Anyway, made it in no time and went to see Yad Vashem - the Israeli Holocaust Museum.

The place is truly impressive, in a harrowing and sobering way obviously. Not an awful lot you can say about it besides count your blessings about not being born there and then. And ponder about the depths of human evil and whether we will get that deep again.

There are screens scattered all over the place with survivors telling their stories. It's pretty amazing how realistic it makes the whole thing- I mean these people tell about their experiences 60 or 70 years ago, remembering every minute horrific detail as if it happened that morning. Then, at the end of the exhibition is the Hall of Names - a huge hall with files over files listing the names of people who perished in the holocaust. I am talking thousands of folders - millions of names. And the scary thing is that there are probably millions of people, whose names we will never know. People from communities that have disappeared altogether off the face of the earth.

Then you walk through the last door to find yourself almost suspended midair, looking at the blue horizon and green expenses of Jerusalem...

Monday, April 6, 2009

By Popular Demand...

Just in case you always wanted to know what it looks like...
Not gonna go into the technicalities but I actually do have to leave the house to upload pics. Crazy place the middle east!
So This is where I normally do my blogging. It's cute and neighbourhoody but a nightmare parking-wise. Even in Tel Aviv standards. It does have the Jewish equivalents of Greenwich Village wannabes - there's a definite artsy vibe here.

Today, however, is crap. It's muggy and you literally feel like you're breathing a sand-dust mixture. So traded the other cafe and all its character for a neater, more strile one at the mall around the corner. With the added bonus of free-of-charge parking.

- _Data supplied_:
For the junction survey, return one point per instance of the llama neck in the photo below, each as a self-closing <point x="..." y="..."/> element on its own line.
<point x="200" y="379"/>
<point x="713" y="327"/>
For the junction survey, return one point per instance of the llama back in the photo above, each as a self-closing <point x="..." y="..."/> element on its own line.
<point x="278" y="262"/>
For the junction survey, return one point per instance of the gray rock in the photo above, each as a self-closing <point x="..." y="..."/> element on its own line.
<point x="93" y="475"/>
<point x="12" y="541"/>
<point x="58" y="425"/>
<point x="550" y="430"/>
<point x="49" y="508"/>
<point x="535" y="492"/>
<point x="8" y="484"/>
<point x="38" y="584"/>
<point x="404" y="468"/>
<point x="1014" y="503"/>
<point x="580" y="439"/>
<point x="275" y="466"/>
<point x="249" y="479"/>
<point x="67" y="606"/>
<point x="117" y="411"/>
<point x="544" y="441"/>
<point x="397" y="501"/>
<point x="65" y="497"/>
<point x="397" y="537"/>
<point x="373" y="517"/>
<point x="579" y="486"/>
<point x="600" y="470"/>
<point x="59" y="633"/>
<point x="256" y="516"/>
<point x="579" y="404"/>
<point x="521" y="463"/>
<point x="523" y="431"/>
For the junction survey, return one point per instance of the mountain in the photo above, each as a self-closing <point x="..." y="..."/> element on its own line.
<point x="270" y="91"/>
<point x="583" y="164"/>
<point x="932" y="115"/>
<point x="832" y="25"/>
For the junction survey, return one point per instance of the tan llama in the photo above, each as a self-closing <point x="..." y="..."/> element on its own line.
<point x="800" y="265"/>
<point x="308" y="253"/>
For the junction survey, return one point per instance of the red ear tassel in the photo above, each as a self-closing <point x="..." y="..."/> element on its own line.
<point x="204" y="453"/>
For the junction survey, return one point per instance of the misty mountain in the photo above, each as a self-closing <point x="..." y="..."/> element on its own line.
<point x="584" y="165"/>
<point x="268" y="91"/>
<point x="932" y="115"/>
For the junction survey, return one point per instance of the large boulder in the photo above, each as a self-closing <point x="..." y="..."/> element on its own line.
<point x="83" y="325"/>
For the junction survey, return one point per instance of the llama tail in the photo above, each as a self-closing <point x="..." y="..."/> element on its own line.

- _Exercise set_:
**1.** According to the blog entries, why does the writer work from the cafe at the mall today instead of the usual one? Answer in one to three sentences.
**2.** Pick up the blog entries about Jerusalem and Tel Aviv where they end, and keep writing from there.

- _Task answers_:
**1.** The day is muggy, and the air feels like breathing a mixture of sand and dust. So the writer swapped the usual cafe, with all its character, for a neater one at the mall around the corner, which also has free parking.

**2.**
Sunday, April 5, 2009

I don't mind driving in Tel Aviv - it's not as scary as it used to be (or maybe I am becoming braver). Parking is what sucks.

Firstly - there is no parking.

Secondly - when you do find a parking spot, you better have a rocket scientist (fluent in Hebrew) with you, just to figure out whether you can park there, until what time, and whether or not you need to pay.

The sign above, for example, stipulates that...

(a) Only permit holders (area 6) can park between 5:00PM and 9:00AM the next day.

(b) Between 9:00AM and 5:00PM - parking is permitted but requires that you pay using some magic ticket.

(c) Permit holders (area 5) can park during those times free of charge.

(d) Permit holders (area 9) can park between 7:00AM and 5:00PM free of charge.

Love it.

The other trick you need to be aware of is that sometimes they skipped the signage altogether, and instead used some curbside colour codes. So the red-white signifies no parking, the yellow-red is bus zone during the day, the white-blue bits are where you need to pay for a special ticket. All very colourful but a tad annoying, especially if you're colour blind. Did I mention that I got a parking ticket within 12 hours of landing?










Thursday, April 2, 2009

Foreign Affairs

Just in case you missed the news on SBS last night, as of yesterday Israel has a brand new government.
Some people seem to get excited (or anxious) about the minor details like the new PM or Foreign Minister or whatever. The real news, the big news I mean, is that there is a Landwehr there.

Yes, you got it. The new Immigration minister is Sophia Landwehr, also known as Auntie Sophia.

So if you need a string or two pulled at the immigration ministry, if you wanted to settle down somewhere where there's always divine presence but never a dull moment, or if you just wanted to fight some bad guys and can't afford an Xbox, this could be your opportunity.


Standing ovations to whoever can spot the Landwehr in the ceremonial pic below.


Wednesday, April 1, 2009

Breakfast - The Holy Land Version

Went out for brekkie this morning.
Israelis take great pride in their breakfasts. Breakfasas here are usually of the degustation genre- this huge meal of pretty much everything you can think of, as long as it's kosher. Probably a way to take your mind of the absence of bacon/sausage/ham.

You don't have to mess with a "Breakfast Menu" you find at cafes of the Potts Point variety. None of the tough decision making in the morning: eggs or pancakes? You want breakfast, you order breakfast, you get breakfast.

Should have brought my cam with me, but didn't so you will have to do with the inventory list... This is what you get when you order "Breakfast"- no particular order and I'm almost sure I forgot a thing or two.

Grapefruit juice
Bread basket
Muffins
Omelet
Jam
Strawberries
Big bowl of veggie salad
Cheese
More cheese
Tuna salad (random!!)
Herring (and you thought tuna was random!)
A bowl of olives
Tahini
A bowl of fried something (I think it may have been eggplant)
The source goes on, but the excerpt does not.